## Task directions
Print every record below exactly as written.

A run of records

┏━━

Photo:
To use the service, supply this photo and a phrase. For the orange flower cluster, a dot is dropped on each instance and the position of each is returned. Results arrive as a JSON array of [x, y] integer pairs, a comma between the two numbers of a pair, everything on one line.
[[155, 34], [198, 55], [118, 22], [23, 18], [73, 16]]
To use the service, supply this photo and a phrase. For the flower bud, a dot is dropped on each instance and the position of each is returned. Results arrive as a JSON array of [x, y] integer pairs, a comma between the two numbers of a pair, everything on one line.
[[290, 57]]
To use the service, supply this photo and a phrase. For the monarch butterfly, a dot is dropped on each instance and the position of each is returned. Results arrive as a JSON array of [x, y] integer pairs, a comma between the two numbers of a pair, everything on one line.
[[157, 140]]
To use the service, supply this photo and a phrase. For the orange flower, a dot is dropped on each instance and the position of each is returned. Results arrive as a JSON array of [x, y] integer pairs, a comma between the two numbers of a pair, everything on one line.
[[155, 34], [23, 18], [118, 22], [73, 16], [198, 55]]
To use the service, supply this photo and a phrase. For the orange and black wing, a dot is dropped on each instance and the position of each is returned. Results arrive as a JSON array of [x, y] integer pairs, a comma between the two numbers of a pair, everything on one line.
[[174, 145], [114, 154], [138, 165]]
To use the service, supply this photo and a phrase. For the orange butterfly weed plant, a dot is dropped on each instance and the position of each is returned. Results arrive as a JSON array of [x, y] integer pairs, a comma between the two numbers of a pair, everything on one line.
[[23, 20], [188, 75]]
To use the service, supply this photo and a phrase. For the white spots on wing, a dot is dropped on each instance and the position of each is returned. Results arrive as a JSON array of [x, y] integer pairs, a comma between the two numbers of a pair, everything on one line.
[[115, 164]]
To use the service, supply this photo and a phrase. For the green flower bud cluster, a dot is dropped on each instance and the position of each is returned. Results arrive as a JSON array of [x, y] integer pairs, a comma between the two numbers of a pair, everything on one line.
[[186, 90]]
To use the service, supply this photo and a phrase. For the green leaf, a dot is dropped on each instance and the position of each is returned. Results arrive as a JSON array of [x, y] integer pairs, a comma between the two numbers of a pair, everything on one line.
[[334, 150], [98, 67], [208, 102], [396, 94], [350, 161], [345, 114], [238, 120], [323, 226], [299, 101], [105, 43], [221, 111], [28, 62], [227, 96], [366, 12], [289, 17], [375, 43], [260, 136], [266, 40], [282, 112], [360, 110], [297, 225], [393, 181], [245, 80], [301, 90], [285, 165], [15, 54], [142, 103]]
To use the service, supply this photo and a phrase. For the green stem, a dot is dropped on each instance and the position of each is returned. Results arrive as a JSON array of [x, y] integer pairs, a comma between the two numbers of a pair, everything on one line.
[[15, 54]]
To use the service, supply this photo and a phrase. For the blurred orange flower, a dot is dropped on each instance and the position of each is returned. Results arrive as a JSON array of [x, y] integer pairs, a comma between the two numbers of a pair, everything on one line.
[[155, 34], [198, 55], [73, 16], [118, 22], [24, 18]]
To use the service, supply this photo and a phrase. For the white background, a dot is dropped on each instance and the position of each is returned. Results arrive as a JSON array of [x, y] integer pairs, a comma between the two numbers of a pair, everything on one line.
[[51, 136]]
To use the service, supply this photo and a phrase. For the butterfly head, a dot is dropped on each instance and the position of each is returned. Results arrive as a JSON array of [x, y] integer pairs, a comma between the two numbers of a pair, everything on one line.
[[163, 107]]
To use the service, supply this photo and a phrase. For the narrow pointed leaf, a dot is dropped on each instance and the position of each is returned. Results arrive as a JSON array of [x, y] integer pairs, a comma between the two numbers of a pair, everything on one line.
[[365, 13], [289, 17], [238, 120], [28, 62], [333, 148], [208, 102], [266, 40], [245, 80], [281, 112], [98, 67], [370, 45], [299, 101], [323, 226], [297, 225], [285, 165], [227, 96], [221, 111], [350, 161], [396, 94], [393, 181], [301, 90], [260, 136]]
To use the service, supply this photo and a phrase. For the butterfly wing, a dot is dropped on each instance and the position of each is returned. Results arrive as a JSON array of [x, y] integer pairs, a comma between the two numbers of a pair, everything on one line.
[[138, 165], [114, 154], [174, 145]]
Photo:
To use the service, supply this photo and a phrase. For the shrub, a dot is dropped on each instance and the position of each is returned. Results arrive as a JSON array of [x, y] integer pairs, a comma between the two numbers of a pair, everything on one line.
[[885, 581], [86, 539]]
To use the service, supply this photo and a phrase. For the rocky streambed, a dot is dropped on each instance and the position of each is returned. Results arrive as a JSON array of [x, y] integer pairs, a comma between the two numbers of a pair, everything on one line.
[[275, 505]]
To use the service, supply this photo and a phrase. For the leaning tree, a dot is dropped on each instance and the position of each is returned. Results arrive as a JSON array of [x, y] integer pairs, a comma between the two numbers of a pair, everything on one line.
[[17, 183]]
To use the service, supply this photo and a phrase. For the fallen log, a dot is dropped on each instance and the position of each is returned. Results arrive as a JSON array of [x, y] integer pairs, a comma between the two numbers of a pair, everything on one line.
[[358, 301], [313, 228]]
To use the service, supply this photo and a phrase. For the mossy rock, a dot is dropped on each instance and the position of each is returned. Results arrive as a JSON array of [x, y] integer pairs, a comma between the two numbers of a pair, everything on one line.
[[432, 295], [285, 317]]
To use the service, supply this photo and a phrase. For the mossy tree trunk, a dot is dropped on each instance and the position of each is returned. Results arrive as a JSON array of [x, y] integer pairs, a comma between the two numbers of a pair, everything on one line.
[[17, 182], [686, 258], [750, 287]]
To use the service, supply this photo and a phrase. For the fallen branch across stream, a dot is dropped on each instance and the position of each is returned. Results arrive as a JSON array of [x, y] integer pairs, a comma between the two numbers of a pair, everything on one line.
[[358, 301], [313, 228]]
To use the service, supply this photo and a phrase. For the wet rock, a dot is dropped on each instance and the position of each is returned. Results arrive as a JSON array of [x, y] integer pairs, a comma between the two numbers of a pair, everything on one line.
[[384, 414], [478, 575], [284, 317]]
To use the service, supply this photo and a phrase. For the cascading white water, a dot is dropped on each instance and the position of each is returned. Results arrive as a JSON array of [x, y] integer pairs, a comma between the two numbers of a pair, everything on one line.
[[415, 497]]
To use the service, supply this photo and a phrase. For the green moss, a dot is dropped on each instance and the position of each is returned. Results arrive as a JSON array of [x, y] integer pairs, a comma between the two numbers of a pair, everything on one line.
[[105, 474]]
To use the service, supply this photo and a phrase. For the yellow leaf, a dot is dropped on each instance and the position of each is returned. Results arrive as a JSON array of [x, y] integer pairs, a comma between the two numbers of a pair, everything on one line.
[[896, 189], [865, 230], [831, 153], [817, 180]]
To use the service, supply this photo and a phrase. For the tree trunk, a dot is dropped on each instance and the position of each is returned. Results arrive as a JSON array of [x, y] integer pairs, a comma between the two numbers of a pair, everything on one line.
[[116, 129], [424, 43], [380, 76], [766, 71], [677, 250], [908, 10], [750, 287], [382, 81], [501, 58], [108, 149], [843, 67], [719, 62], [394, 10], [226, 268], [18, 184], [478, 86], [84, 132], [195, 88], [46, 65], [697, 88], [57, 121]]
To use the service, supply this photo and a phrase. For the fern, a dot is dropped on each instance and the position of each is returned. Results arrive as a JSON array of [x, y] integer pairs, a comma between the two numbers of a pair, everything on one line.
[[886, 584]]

┗━━

## Solution for this problem
Photo:
To use the service, supply this photo and a phrase. For the orange flower cluster, a dot is dropped on each instance and the position of each is returned. Results arrive as a JSON array of [x, y] integer pairs, a comma between the two numbers of a pair, everything on one line.
[[155, 34], [198, 55], [118, 22], [23, 18], [73, 16]]
To use the service, supply this photo and a phrase. For the flower bud, a dot is dropped on each instance and the position of each is returned. Results arrive as a JSON array of [x, y] integer pairs, a comma between the two numbers of a pair, everything on one line.
[[290, 57]]
To use the service, supply this photo and a phrase. For the monarch butterfly, a dot is dropped on each instance and the position of each is returned. Results arrive as a JSON array of [x, y] integer pairs, a comma between the two numbers of a pair, everything on one line.
[[157, 140]]
To use the service, supply this photo and a phrase. For the orange flower, a dot is dropped on each instance and the position of each is returned. Results arrive as a JSON array of [x, y] integer pairs, a comma between the two numbers of a pair, everything on one line.
[[155, 34], [23, 18], [118, 22], [73, 16], [198, 55]]
To use the service, supply this photo and a phrase. For the orange and black wing, a dot is dropped on each instance and the position of each is returned. Results arrive as a JSON array of [x, y] integer pairs, a comma between the two numbers of a pair, everything on one line.
[[174, 145], [114, 154], [138, 165]]
To use the service, supply this photo and a phrase. For the orange butterfly weed plant, a dot is dropped on each instance and the position of each is returned. Results arrive as a JSON array of [x, y] integer pairs, a comma between the two numbers of a pair, everything on one line.
[[23, 20], [188, 75]]
To use the service, supply this photo and a phrase. For the white spots on wing, a dot is dropped on each instance and the position of each is returned. Results arrive as a JSON array of [x, y] integer pairs, a comma between the two numbers of a pair, everything on one line.
[[115, 164]]
To use the service, supply this photo and a phrase. For the green flower bud cluster, a dot is dropped on each instance and the position of each is returned. Results arrive as a JSON array of [x, y] integer pairs, a comma between the two numbers of a pair, everything on one line.
[[186, 90]]
To use the service, supply this photo and a phrase. For the green leaf, a dot is dropped on each instance and the position of each is returned. Results arrive as a JSON array of [x, y] integer pairs, a comma between the two numbers of a pair, everything on one line.
[[334, 150], [98, 67], [208, 102], [396, 94], [350, 161], [345, 114], [238, 120], [323, 226], [299, 101], [105, 43], [221, 111], [28, 62], [227, 96], [366, 12], [289, 17], [375, 43], [260, 136], [266, 40], [282, 112], [360, 110], [297, 225], [393, 181], [245, 80], [301, 90], [285, 165], [15, 54], [142, 103]]
To use the service, supply this photo and a phrase. For the green stem, a dot is dropped on each instance and the position of each is returned. Results arrive as a JSON array of [x, y] integer pairs, a comma between the two numbers of a pair, everything on one line.
[[15, 54]]
To use the service, supply this photo and a phrase. For the blurred orange flower, a dot is dropped on each instance and the position of each is returned. Results arrive as a JSON array of [x, y] integer pairs, a comma between the two numbers of a pair, everything on one line.
[[155, 34], [198, 55], [73, 16], [118, 22], [24, 18]]
To use the service, supply this photo and a phrase. For the white background, a dot is dropped on each instance and the position of each is returned. Results arrive as a JSON array of [x, y] integer pairs, a comma between the two numbers of a pair, everything on one line.
[[51, 136]]
To use the service, supply this photo and a phrase. For the butterfly head, a dot is dropped on each instance and the position of each is returned. Results arrive as a JSON array of [x, y] integer pairs, a comma between the two numbers of a pair, everything on one line.
[[163, 107]]
To use the service, supply this photo and a phrase. For the narrow pointed leaf, a dot is dropped on each instance and the position of each is returned. Results arrive as a JSON array of [x, y] integer pairs, a comma between the two numbers of a pair, everything on one line.
[[365, 13], [289, 17], [238, 120], [28, 62], [333, 148], [208, 102], [266, 40], [245, 80], [281, 112], [98, 67], [370, 45], [299, 101], [323, 226], [297, 225], [285, 165], [227, 96], [221, 111], [350, 161], [396, 94], [393, 181], [301, 90], [260, 136]]
To use the service, supply this photo and a phrase. For the butterfly wing, a dot is dropped on each instance and the position of each is returned. Results arrive as a JSON array of [x, y] integer pairs, a comma between the two numbers of a pair, everything on one line.
[[138, 165], [114, 154], [174, 145]]
Photo:
To use the service, supply this photo and a phrase. For the shrub, a dot is dropped on each instance and the position of each is returned. Results arrive as a JSON array of [x, y] integer pairs, a comma between the two numbers of a pair, everything on one line.
[[885, 581], [86, 539]]
To use the service, supply this photo and a phrase. For the rocky streambed, a dot is dropped on each instance and the position of each is returned. Results arrive as a JSON array of [x, y] integer pairs, a comma between the two numbers of a pair, everything on one line.
[[275, 505]]
To use the service, supply this photo and a phrase. For the leaning tree, a dot is dropped on each instance and the position of each is returned. Results arrive as a JSON array of [x, y] integer pairs, a comma between the two numbers of a pair, everything on one line.
[[17, 183]]
To use the service, supply this photo and a phrase. For the fallen log, a dot is dropped on each instance and the position of each is returned. Results arrive as a JSON array of [x, y] integer pairs, a comma between the two numbers of a pair, everything on one line.
[[358, 301], [313, 228]]
To use the service, supply this photo and a phrase. For the mossy rock, a dot is dropped on each instance and the position of each is returned. Results arrive as a JSON array of [x, y] integer pairs, a comma between the two numbers of a pair, everything on one line.
[[432, 295], [285, 317]]
To use the service, supply this photo and a phrase. For the mossy tree trunk, a dot is dropped on each instance and the position of each is returned. Results arrive as a JSON array of [x, y] integer pairs, a comma between the two numbers of a pair, everything on one line.
[[17, 182], [686, 258], [750, 287]]
To use the service, supply this photo and a phrase. For the fallen branch across stream, a dot is dropped on each instance and the position of each is returned. Results arrive as a JSON array of [x, y] integer pairs, a comma between the two numbers of a pair, everything on one line.
[[358, 301], [313, 228]]
To use the service, supply this photo and a phrase. For the wet rock, a dot is dropped on each instance and the position of each is returned. Results arrive as a JSON array of [x, y] integer pairs, a comma between the two numbers of a pair, everything on one line.
[[384, 414], [478, 575], [284, 317]]
To use the service, supply this photo and a phrase. For the cascading white water, a dot is dropped on each instance and the position of each is returned. Results arrive as a JSON array of [x, y] integer pairs, a comma between the two numbers of a pair, everything on one line.
[[415, 497]]
To use the service, supply this photo and a phrase. For the green moss, a dot is dropped on each instance and the position of each is returned. Results arrive as a JSON array of [x, y] integer pairs, a comma between the two numbers of a pair, everything on one line.
[[105, 474]]
To use the service, supply this photo and a phrase. For the yellow leaf, a dot is dropped on each instance and the position of each is returned. Results arrive as a JSON array of [x, y] integer pairs, a comma between the two numbers of a pair, everything on one line.
[[896, 189], [865, 230], [831, 153], [817, 180]]
To use the service, supply this photo and a phrase. For the tree trunk, a dot is dropped on each instance and the position of each is returned. Results arrive as a JSON array of [x, y] integer pairs, a comma between the two numbers of a pair, everything on one line.
[[116, 129], [424, 43], [380, 76], [766, 71], [677, 250], [908, 10], [750, 287], [382, 81], [501, 58], [108, 149], [843, 67], [719, 62], [394, 10], [226, 268], [18, 184], [478, 86], [84, 132], [195, 88], [46, 65], [697, 88], [57, 121]]
To use the service, supply this photo and a phrase. For the fern, a dot is dropped on each instance and the position of each is returned. Results arrive as a JSON array of [x, y] integer pairs, a comma between the two numbers of a pair, everything on one line.
[[886, 584]]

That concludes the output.